(Beginning of Task data)

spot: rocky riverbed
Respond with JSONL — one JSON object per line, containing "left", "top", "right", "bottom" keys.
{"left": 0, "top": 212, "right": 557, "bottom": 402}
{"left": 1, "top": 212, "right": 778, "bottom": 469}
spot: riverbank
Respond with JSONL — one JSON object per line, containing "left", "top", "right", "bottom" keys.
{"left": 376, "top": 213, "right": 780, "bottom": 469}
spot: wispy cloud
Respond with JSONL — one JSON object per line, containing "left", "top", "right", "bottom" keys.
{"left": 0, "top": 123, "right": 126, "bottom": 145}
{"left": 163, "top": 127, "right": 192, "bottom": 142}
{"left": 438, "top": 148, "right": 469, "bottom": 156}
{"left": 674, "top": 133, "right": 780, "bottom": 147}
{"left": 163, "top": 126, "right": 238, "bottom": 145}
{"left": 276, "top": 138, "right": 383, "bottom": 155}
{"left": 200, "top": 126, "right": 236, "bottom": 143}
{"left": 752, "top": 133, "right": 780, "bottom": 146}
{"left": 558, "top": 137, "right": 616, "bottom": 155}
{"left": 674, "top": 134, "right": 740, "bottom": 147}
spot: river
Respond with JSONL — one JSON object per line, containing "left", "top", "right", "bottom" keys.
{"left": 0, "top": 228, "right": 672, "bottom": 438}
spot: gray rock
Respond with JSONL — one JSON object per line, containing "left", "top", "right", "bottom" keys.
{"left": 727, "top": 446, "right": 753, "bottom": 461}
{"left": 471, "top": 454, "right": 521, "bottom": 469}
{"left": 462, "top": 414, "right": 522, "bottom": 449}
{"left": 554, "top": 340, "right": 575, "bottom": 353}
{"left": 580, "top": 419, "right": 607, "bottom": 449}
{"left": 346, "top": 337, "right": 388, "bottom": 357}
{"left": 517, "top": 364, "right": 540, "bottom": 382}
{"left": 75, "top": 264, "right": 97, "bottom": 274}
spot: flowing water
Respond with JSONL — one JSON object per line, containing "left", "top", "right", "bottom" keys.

(End of Task data)

■ Aim of the task:
Each line of the data must be written out exactly as it appears.

■ Output of the exercise:
spot: rocky riverbed
Respond with JSONL — one JSON object per line, containing "left", "top", "right", "bottom" keys.
{"left": 0, "top": 212, "right": 557, "bottom": 402}
{"left": 1, "top": 212, "right": 778, "bottom": 469}
spot: riverbank
Respond with JSONL — one JSON object per line, containing "left", "top", "right", "bottom" keys.
{"left": 376, "top": 213, "right": 780, "bottom": 469}
spot: wispy cloud
Respond with JSONL — one JSON object per line, containing "left", "top", "right", "bottom" keys.
{"left": 0, "top": 123, "right": 126, "bottom": 145}
{"left": 163, "top": 127, "right": 192, "bottom": 142}
{"left": 438, "top": 148, "right": 469, "bottom": 156}
{"left": 674, "top": 133, "right": 780, "bottom": 147}
{"left": 163, "top": 126, "right": 238, "bottom": 145}
{"left": 276, "top": 138, "right": 383, "bottom": 155}
{"left": 200, "top": 126, "right": 236, "bottom": 143}
{"left": 752, "top": 133, "right": 780, "bottom": 146}
{"left": 558, "top": 137, "right": 616, "bottom": 155}
{"left": 674, "top": 134, "right": 740, "bottom": 147}
spot: river
Respond with JSONL — one JSON object per line, containing "left", "top", "right", "bottom" keys.
{"left": 0, "top": 228, "right": 672, "bottom": 438}
spot: gray rock
Respond with JSONL — one JSON object per line, containing "left", "top", "right", "bottom" keys.
{"left": 727, "top": 446, "right": 753, "bottom": 461}
{"left": 471, "top": 454, "right": 521, "bottom": 469}
{"left": 462, "top": 414, "right": 522, "bottom": 449}
{"left": 554, "top": 340, "right": 575, "bottom": 353}
{"left": 580, "top": 419, "right": 607, "bottom": 449}
{"left": 346, "top": 337, "right": 388, "bottom": 357}
{"left": 517, "top": 364, "right": 540, "bottom": 382}
{"left": 75, "top": 264, "right": 97, "bottom": 274}
spot: flowing water
Respond with JSONL — one JSON object per line, containing "left", "top", "right", "bottom" keys.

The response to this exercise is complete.